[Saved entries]
---------------

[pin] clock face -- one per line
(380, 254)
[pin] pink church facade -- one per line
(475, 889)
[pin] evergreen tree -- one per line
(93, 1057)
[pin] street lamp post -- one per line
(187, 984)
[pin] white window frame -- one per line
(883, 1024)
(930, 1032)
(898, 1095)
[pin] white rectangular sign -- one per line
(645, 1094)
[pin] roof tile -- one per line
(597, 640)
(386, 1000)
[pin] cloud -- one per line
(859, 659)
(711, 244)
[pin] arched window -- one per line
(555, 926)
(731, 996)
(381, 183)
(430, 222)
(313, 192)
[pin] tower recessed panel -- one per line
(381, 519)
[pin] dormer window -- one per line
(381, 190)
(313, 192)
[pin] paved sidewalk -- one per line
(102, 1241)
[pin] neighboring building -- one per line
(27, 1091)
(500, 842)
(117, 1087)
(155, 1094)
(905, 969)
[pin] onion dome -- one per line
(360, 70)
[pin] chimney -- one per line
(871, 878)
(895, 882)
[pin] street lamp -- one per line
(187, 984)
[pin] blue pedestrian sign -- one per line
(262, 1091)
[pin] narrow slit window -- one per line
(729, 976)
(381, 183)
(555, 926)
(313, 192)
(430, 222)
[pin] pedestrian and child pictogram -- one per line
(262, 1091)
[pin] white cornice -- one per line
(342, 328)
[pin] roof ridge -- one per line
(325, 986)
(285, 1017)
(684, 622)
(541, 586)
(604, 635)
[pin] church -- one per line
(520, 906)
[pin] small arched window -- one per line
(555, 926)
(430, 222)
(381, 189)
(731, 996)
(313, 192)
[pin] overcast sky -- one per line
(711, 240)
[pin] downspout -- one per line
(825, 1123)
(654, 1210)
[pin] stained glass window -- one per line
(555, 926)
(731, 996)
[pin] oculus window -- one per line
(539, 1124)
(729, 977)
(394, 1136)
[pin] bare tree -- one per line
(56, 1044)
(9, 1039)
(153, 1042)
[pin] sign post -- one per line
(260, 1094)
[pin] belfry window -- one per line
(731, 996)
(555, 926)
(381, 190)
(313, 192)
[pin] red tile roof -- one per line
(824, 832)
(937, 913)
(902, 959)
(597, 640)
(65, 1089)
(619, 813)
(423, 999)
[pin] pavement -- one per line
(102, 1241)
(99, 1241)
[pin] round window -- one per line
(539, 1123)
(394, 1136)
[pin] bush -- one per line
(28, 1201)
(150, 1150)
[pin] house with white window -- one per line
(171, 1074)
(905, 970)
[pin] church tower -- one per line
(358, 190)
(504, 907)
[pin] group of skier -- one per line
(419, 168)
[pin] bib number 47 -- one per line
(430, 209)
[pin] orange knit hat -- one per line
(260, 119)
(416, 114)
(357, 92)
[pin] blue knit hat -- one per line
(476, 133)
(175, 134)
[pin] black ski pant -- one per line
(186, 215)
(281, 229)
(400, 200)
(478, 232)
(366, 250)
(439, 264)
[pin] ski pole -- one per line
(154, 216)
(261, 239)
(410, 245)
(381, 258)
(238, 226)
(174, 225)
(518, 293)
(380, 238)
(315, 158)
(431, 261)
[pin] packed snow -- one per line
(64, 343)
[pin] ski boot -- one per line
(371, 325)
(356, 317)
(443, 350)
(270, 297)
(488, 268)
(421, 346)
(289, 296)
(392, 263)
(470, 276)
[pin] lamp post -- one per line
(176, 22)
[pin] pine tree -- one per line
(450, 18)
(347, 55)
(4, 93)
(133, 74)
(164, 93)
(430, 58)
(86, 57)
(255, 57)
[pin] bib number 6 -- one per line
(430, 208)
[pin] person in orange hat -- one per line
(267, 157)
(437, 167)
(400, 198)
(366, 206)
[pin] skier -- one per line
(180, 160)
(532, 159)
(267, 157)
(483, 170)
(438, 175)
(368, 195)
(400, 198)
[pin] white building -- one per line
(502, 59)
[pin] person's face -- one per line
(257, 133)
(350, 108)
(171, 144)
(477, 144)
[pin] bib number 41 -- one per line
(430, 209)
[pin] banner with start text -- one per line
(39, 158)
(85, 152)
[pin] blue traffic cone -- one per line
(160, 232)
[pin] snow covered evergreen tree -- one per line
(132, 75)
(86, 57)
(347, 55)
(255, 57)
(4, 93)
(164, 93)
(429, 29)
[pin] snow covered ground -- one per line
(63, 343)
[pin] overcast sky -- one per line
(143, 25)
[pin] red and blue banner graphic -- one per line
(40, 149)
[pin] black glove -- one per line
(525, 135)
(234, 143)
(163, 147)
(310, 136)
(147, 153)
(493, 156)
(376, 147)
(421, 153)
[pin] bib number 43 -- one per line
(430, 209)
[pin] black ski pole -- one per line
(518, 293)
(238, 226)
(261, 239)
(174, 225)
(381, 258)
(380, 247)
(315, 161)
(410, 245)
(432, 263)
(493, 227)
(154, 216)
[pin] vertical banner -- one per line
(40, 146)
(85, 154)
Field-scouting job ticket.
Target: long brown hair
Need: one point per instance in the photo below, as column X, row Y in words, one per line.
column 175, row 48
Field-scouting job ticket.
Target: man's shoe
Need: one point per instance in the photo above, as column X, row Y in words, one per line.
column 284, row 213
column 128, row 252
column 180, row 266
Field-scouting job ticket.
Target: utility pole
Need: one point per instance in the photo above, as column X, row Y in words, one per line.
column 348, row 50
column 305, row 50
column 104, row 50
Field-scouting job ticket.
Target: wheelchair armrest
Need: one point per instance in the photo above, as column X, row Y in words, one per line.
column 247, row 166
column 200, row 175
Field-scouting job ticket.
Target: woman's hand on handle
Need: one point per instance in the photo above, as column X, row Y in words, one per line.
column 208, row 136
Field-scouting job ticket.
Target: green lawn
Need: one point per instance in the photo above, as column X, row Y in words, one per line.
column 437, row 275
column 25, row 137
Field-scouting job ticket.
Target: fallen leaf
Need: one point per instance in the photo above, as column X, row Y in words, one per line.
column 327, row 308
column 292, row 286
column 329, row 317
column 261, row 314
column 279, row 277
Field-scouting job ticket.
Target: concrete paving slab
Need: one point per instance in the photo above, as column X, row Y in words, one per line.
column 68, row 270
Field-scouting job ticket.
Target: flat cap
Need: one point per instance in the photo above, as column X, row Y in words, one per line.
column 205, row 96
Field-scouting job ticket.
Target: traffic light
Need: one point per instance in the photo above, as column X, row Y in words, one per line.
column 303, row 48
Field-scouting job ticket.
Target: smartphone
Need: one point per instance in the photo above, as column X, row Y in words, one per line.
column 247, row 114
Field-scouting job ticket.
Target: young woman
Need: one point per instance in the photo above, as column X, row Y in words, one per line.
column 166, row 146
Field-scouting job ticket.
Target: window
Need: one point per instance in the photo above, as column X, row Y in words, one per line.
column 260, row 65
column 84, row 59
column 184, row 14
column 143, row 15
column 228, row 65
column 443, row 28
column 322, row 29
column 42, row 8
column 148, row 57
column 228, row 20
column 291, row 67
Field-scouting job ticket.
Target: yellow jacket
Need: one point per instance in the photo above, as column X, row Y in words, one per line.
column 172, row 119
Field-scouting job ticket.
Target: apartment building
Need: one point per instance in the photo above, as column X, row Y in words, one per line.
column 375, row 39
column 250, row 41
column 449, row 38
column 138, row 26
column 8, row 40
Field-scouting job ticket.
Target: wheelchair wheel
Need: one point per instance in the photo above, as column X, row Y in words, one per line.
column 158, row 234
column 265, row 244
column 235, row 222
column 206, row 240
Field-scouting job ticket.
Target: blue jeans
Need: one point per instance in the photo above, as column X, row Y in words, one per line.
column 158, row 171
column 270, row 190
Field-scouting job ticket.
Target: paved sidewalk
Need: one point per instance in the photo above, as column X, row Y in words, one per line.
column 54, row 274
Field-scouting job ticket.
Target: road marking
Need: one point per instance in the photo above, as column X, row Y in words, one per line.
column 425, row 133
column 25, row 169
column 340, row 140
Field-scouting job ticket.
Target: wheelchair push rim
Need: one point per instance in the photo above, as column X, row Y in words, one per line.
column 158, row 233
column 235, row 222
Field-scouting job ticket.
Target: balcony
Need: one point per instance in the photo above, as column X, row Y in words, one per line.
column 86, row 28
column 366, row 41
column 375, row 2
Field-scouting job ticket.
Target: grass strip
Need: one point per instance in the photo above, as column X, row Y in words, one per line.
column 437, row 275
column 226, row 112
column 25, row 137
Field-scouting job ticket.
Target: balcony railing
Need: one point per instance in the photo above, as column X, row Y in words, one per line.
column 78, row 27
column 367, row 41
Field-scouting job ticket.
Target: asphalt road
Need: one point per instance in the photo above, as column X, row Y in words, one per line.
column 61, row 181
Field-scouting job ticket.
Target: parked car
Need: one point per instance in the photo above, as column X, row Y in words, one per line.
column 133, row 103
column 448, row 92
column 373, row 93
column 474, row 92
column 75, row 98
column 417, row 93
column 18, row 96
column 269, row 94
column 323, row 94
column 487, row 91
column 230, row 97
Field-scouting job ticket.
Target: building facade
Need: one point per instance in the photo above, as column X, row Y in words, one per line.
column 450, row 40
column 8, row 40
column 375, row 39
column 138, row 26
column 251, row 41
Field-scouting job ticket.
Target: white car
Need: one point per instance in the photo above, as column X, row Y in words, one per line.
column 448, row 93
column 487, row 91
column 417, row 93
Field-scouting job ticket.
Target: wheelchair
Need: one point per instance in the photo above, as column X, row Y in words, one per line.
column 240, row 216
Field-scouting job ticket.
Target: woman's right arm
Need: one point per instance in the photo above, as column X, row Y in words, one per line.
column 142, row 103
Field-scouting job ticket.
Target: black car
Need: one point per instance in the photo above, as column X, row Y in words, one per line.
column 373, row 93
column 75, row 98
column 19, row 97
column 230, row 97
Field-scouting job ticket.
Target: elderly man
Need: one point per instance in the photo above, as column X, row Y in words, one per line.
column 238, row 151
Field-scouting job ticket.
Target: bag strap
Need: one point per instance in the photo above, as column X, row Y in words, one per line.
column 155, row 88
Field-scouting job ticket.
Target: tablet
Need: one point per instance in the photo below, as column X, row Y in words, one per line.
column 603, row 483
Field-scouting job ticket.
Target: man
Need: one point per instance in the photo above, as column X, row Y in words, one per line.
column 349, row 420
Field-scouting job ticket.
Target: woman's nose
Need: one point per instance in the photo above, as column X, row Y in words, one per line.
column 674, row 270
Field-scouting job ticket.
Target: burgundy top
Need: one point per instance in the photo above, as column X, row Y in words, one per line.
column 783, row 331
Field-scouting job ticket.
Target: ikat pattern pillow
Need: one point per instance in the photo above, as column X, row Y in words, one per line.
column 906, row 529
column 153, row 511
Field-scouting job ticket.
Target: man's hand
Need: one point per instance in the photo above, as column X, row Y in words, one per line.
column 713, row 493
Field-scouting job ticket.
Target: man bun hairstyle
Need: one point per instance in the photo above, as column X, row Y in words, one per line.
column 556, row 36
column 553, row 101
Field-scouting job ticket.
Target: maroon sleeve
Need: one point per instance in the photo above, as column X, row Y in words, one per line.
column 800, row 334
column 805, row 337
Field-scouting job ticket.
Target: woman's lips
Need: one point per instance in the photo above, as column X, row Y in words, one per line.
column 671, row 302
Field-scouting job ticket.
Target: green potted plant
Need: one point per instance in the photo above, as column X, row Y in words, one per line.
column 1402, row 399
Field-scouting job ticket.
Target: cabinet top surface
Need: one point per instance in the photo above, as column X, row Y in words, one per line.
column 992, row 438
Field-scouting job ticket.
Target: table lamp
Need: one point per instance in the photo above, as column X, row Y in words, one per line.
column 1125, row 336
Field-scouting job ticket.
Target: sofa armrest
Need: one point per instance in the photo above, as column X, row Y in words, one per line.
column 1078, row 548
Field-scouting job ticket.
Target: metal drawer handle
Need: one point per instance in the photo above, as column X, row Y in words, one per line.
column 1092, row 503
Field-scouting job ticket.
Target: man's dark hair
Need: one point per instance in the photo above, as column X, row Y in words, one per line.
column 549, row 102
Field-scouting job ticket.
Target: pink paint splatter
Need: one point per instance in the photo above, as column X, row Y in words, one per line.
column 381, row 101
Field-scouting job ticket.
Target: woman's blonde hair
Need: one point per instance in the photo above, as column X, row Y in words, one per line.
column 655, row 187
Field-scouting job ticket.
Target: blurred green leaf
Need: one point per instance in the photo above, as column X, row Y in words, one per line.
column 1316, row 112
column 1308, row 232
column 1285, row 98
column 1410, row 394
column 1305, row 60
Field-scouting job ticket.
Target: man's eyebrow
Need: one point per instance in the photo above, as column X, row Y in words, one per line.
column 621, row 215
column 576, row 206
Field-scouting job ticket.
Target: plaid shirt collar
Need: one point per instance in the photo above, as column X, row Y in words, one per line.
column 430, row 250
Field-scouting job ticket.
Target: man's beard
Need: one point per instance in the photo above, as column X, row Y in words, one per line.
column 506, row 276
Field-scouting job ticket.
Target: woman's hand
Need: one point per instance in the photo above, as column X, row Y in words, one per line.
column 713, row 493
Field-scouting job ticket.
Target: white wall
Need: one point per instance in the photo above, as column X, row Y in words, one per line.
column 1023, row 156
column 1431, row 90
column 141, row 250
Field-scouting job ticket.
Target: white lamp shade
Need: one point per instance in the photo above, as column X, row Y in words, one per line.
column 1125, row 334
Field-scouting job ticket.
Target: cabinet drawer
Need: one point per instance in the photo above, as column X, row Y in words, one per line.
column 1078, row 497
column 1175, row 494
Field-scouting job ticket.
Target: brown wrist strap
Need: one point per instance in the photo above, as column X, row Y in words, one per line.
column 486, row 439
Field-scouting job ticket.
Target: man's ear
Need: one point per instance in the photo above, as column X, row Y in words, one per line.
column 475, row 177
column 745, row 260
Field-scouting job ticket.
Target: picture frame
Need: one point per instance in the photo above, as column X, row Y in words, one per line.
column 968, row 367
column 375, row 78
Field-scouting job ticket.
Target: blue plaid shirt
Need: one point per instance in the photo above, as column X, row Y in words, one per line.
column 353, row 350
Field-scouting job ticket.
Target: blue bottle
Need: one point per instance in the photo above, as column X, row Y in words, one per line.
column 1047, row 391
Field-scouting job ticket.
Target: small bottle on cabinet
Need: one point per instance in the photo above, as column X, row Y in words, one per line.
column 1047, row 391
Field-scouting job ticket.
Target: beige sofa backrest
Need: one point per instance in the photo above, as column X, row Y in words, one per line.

---------------

ACTIVITY: Count, in the records above, the lines that include "leaf", and give the number with nothing added.

EXERCISE RESULT: 2